*** Opening Data excerpts ***

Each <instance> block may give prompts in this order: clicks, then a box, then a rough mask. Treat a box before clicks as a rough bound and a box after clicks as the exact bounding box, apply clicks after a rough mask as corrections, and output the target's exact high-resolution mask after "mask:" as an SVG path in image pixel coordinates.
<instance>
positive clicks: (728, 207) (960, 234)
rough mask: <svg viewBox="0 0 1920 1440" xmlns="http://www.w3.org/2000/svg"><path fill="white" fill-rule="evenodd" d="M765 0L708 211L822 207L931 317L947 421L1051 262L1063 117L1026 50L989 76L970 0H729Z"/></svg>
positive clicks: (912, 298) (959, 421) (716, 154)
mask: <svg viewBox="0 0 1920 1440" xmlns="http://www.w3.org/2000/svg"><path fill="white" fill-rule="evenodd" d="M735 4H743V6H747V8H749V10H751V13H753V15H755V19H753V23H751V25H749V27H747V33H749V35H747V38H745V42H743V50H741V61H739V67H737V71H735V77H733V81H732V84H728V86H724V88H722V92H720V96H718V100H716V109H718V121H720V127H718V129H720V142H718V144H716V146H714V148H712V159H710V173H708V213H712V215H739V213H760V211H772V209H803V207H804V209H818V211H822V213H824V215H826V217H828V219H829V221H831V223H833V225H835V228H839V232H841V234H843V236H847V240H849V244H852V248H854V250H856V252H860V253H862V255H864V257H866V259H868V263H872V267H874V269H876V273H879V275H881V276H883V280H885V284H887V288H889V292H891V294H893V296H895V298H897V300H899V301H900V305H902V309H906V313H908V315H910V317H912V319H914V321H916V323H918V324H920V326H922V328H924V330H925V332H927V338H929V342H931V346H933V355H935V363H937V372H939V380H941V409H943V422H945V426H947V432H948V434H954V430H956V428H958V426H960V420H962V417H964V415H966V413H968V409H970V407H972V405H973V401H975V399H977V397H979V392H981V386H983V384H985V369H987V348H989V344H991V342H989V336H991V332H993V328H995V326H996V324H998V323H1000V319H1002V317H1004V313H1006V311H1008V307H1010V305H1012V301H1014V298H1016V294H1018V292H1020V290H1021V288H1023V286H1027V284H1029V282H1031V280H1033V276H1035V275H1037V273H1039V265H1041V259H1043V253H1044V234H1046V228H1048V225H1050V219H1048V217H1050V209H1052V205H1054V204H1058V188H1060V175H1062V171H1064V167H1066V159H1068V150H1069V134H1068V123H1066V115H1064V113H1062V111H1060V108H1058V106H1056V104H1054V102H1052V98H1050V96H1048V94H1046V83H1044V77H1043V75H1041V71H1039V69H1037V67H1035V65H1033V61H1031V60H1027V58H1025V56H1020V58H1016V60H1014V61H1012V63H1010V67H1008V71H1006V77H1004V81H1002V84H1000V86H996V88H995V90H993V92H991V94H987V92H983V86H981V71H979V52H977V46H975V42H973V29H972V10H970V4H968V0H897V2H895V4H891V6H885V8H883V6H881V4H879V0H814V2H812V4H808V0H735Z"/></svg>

*** Closing Data excerpts ***

Task instructions: Where a line of the entries contains the word "rough", copy that line.

Response for this exercise:
Each <instance> block may give prompts in this order: clicks, then a box, then a rough mask. Treat a box before clicks as a rough bound and a box after clicks as the exact bounding box, apply clicks after a rough mask as corrections, and output the target's exact high-resolution mask after "mask:" as an SVG path in image pixel coordinates.
rough mask: <svg viewBox="0 0 1920 1440" xmlns="http://www.w3.org/2000/svg"><path fill="white" fill-rule="evenodd" d="M765 0L708 211L822 207L931 317L947 421L1051 262L1063 117L1026 50L989 76L970 0H729Z"/></svg>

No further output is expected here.